Exercise text:
The COVID-19 pandemic started from very far away. I knew it would come to the United States but did not foresee its coming to my home. It came really close to me. My lastborn son and daughter contracted it as they developed coughing and tested positive. Whether that was a fluke or not, I can’t tell because within three months my daughter caught it again and COVID-19 showed to us its ugliness as I never saw it from a distance with other people. She was in a ventilator for a day and those hours were the most traumatic I have experienced. She came out of the critical state and got moved to a step-down ward before being discharged for rehabilitation. It took her several months to get to relative normalcy even though she feels the side effects of COVID-19 will remain with her for a long time. Imagine your family narrowly escaping a fatality and your suppressed jubilation and somber solidarity with others still mourning their loved ones!
Given that April is National Poetry Month, I thought it would be fitting to include one of the poems from Narrow Escapes in this week’s Storied Charlotte blog post. I ran this idea by Tanure, and he kindly gave me permission to include the following poem:
We Are All Casualties
We knew people ambulanced to hospital
but did not return,
we know who returned on their own feet
but stunned to silence by their vulnerability;
we know those whose relatives or friends
either lost or won their personal battles.

Data to examine:

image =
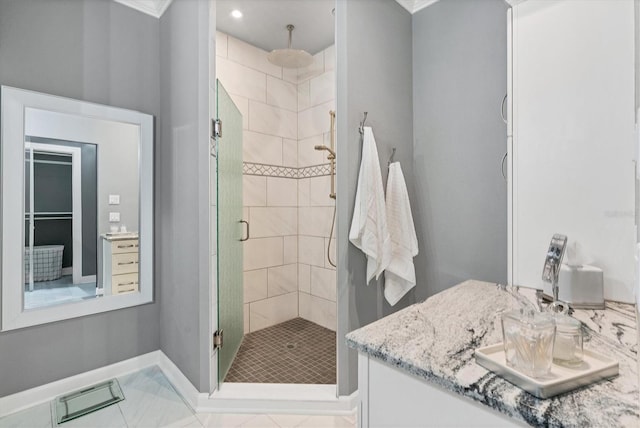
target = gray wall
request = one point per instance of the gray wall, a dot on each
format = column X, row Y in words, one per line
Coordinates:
column 374, row 73
column 102, row 52
column 460, row 64
column 182, row 190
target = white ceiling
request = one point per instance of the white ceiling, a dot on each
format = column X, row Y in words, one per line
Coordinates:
column 151, row 7
column 264, row 22
column 415, row 5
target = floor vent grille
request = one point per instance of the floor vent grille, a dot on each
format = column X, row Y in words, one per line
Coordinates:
column 87, row 400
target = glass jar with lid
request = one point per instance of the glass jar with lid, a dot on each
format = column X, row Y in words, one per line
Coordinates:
column 528, row 341
column 568, row 346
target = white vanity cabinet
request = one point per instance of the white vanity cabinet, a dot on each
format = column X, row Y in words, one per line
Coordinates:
column 120, row 263
column 391, row 397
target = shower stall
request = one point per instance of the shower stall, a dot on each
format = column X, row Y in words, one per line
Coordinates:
column 275, row 160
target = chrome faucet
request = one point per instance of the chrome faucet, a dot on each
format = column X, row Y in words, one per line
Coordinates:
column 553, row 262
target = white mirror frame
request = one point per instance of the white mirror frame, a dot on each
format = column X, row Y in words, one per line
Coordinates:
column 12, row 119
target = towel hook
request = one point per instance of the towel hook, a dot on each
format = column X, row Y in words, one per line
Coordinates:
column 363, row 122
column 393, row 153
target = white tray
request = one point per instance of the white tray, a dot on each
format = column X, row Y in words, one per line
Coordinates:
column 594, row 368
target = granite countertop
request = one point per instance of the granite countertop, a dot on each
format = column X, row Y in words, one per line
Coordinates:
column 434, row 340
column 119, row 236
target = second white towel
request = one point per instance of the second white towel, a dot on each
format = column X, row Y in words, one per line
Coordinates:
column 400, row 275
column 369, row 230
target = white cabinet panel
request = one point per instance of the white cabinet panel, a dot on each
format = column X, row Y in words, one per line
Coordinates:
column 395, row 399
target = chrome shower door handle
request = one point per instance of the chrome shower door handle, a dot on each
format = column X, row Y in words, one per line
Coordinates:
column 247, row 237
column 503, row 114
column 504, row 158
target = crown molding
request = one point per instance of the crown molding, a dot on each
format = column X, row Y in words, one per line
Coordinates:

What to work on:
a) For each statement, say yes or no according to the COVID-19 passage, and quote the words that decide it: (i) The narrator's daughter was in a ventilator for a day. (ii) The narrator foresaw the pandemic coming to the narrator's home. (iii) The poem included in the post is titled Narrow Escapes.
b) In the COVID-19 passage, where was the daughter moved after she came out of the critical state?
c) Duplicate the stretch of the COVID-19 passage from "Given that April" through "their personal battles.".
You can leave the entries aside.

Solution set:
a)
(i) Yes: "She was in a ventilator for a day"
(ii) No: "did not foresee its coming to my home"
(iii) No: "include one of the poems from Narrow Escapes"

b) To a step-down ward.

c)
Given that April is National Poetry Month, I thought it would be fitting to include one of the poems from Narrow Escapes in this week’s Storied Charlotte blog post. I ran this idea by Tanure, and he kindly gave me permission to include the following poem:
We Are All Casualties
We knew people ambulanced to hospital
but did not return,
we know who returned on their own feet
but stunned to silence by their vulnerability;
we know those whose relatives or friends
either lost or won their personal battles.